__Quoted passage__
····················

Just curious to see how Nell is doing in her foundations class?


----------



## Lonewolfblue (Oct 28, 2007)

Nell did pretty well last Friday. The class was mainly working on targeting, which she had already done last time. The class was divided into 2 halves, and Nell had to go into the half with the large dogs, lol. The other 2 BC's were over with the smaller dogs, lol. We were working with the trainers helper, so I was actually helping the helper, lol. She didn't know all that the trainer wanted, so I was walking her through it, lol. As for the targeting on the equipment, I did it a couple times, but let the other dogs do it more, as Nell has it down pat and the others needed the experience. So we got to work the shoot as well, but without the fabric. The other dogs I was with, well, was a St. Bernard, an Akita, a Chocolate Lab. Nell was the smallest in the group, and the St. Bernard and the Akita almost had to go through the shoot on their knees, lol. But they did good. I was the first to go through the shoot and the trainers helper asked if I though Nell would do it, lol. I said, 'Nell, Shoot' and she went through, lol. Then I reminded the assistant that I had already gone through the class, lol. But I had fun helping the others as well, and used Nell whenever I needed to give demos, like in the targeting, and how I started from scratch when I first started.


----------



## AgilityAddict (Nov 29, 2008)

Wow! Look at you and Nell! helping the helper... soon you'll be teaching the class! lol.... And thats funny about the st bernard and akita. When Rosee was starting agility, we had a great dane in the class... I felt so bad for the poor thing... it had to practically crawl through the tunnels, and shoot. Like you said "had to go on their knees". And when you are targeting with nell.. are you doing it on the contact equipment??


----------



## Lonewolfblue (Oct 28, 2007)

AgilityAddict said:


> Wow! Look at you and Nell! helping the helper... soon you'll be teaching the class! lol.... And thats funny about the st bernard and akita. When Rosee was starting agility, we had a great dane in the class... I felt so bad for the poor thing... it had to practically crawl through the tunnels, and shoot. Like you said "had to go on their knees". And when you are targeting with nell.. are you doing it on the contact equipment??


We were targeting with some of the equipment, as well as with the hand. One thing that I didn't start with her is targeting the hand, it was always a plastic lid or a CD case or something else. The dogs were not allowed on any of the contact equipment, other than the Pause Table, which we also did the targeting on. I didn't have to target with Nell though, anytime we got near the table, she got on it and sat, lol. She knows she would get clicked and treated for doing so, lol.

Oh, and I didn't realize how big Akitas really are, lol. Thought they were a little smaller. And this one is a true Akita as well, and not a mix. The owner got her from a breeder a few years ago. I think she's 3 or 4.


----------



## AgilityAddict (Nov 29, 2008)

····················

__Extracted records__
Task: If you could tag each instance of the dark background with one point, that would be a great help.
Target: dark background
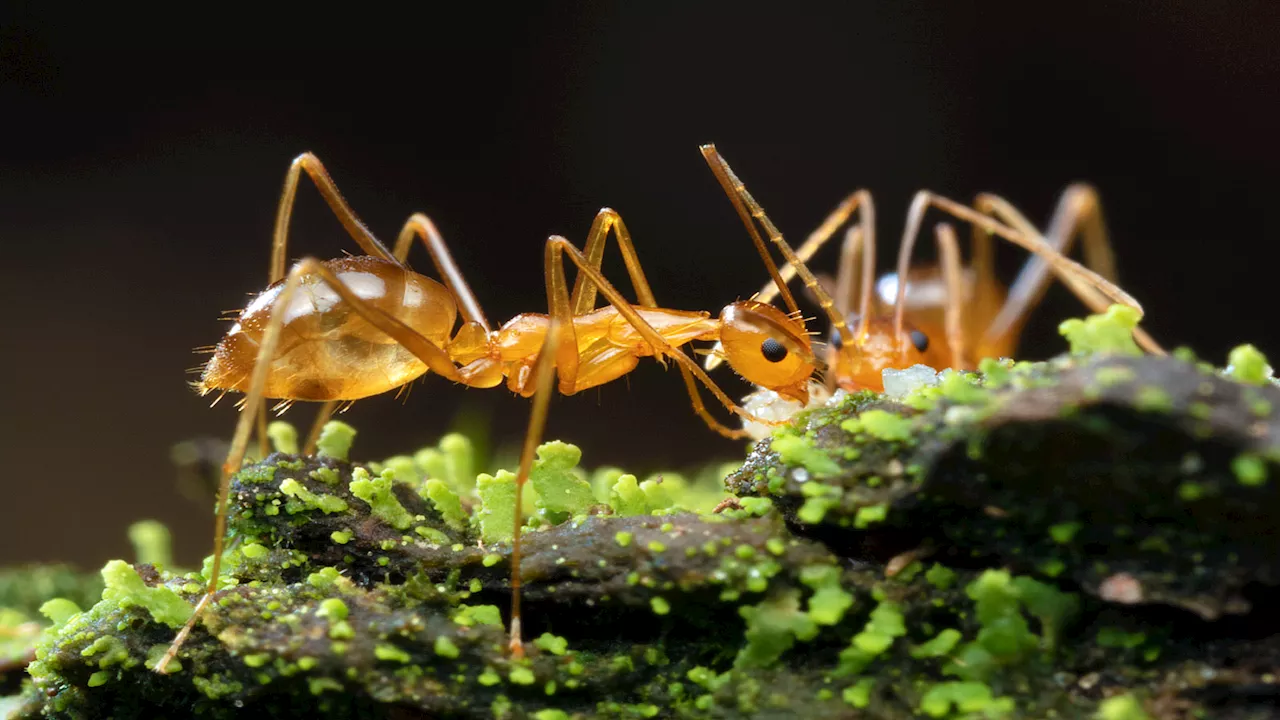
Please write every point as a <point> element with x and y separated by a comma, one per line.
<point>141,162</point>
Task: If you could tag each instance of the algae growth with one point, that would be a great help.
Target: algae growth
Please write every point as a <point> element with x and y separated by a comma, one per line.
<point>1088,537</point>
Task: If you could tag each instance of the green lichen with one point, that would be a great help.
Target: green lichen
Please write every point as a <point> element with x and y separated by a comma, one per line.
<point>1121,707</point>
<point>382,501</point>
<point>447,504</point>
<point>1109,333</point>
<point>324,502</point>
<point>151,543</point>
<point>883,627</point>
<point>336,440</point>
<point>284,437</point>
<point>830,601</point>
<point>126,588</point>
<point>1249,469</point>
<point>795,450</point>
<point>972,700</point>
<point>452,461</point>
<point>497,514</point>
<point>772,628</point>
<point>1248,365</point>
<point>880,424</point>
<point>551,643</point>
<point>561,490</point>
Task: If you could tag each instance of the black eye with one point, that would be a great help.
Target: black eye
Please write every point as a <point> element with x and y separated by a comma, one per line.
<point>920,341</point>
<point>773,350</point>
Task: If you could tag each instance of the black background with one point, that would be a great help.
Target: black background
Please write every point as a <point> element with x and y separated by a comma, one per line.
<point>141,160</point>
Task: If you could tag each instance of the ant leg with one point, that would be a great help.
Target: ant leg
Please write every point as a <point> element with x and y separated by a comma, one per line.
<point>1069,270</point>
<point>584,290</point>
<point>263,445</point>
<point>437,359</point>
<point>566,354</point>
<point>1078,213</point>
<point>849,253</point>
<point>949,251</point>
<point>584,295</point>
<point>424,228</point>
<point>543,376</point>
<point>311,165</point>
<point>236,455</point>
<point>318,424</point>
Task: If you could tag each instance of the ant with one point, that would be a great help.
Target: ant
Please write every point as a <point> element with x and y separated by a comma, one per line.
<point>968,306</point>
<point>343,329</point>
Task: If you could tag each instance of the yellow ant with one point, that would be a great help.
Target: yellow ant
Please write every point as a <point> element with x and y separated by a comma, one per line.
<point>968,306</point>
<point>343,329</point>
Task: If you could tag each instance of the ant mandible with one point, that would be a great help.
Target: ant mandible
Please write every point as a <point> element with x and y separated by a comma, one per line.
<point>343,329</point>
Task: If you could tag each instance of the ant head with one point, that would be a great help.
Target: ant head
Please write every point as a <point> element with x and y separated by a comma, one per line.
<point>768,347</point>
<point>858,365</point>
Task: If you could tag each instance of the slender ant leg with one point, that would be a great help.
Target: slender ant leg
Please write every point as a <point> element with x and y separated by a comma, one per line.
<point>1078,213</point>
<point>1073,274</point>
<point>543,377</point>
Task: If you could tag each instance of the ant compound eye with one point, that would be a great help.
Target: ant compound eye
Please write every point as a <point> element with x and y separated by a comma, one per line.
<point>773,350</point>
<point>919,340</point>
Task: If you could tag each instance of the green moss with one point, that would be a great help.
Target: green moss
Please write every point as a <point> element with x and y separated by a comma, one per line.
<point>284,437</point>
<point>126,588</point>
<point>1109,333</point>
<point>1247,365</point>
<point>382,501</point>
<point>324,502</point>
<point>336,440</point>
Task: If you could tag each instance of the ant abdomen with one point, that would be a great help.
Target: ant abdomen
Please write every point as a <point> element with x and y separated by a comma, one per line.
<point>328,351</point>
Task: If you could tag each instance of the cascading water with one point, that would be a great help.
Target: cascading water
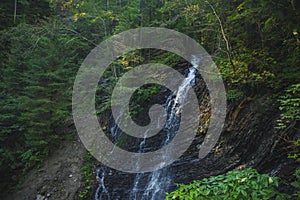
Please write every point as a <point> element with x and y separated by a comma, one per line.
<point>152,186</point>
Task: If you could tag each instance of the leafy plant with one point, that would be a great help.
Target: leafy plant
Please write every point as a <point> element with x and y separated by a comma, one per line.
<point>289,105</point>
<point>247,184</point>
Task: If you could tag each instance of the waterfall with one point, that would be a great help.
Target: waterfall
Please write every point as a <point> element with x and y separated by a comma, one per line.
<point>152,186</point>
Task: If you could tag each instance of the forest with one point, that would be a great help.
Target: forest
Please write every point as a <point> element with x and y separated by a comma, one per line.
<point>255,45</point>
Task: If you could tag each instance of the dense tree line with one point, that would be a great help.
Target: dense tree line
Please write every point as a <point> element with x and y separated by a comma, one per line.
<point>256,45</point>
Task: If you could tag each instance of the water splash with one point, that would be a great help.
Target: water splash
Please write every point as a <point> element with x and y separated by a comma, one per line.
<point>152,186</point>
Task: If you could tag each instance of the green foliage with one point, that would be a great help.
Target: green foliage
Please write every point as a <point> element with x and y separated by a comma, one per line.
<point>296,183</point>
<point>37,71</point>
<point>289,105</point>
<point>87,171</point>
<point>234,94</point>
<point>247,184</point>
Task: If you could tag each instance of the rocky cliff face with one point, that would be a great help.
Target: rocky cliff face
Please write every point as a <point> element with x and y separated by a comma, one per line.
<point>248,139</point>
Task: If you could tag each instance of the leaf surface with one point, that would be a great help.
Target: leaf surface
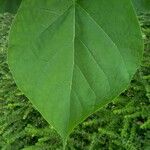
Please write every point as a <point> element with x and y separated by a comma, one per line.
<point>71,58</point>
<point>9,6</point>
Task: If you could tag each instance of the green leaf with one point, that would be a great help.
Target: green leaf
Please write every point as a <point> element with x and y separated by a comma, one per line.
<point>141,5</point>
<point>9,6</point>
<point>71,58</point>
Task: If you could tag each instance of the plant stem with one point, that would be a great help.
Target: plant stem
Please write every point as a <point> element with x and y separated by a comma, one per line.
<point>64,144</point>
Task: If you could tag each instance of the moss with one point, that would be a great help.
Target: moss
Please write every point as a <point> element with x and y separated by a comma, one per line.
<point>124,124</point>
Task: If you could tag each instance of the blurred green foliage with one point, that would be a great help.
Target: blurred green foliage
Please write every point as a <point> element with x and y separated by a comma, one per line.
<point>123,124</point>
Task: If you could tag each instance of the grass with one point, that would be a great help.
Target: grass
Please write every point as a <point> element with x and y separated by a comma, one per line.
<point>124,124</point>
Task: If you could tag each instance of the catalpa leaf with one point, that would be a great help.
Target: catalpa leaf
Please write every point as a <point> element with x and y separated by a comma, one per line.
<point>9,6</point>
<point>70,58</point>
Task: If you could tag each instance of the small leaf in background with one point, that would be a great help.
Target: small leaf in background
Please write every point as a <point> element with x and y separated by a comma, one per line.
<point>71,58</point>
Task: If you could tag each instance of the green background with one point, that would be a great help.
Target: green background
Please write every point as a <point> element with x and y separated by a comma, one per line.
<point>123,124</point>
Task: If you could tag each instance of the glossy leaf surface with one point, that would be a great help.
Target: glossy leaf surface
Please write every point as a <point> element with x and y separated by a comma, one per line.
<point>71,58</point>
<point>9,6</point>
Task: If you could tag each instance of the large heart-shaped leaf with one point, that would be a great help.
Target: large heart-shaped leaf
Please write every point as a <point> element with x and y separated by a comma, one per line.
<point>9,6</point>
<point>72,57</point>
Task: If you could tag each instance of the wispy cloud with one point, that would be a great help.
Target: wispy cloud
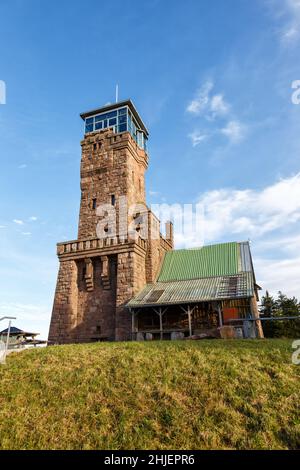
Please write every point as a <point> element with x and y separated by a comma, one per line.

····················

__Exercise__
In the agility class thread, which was the only piece of contact equipment the dogs were allowed on?

__Answer below__
The Pause Table.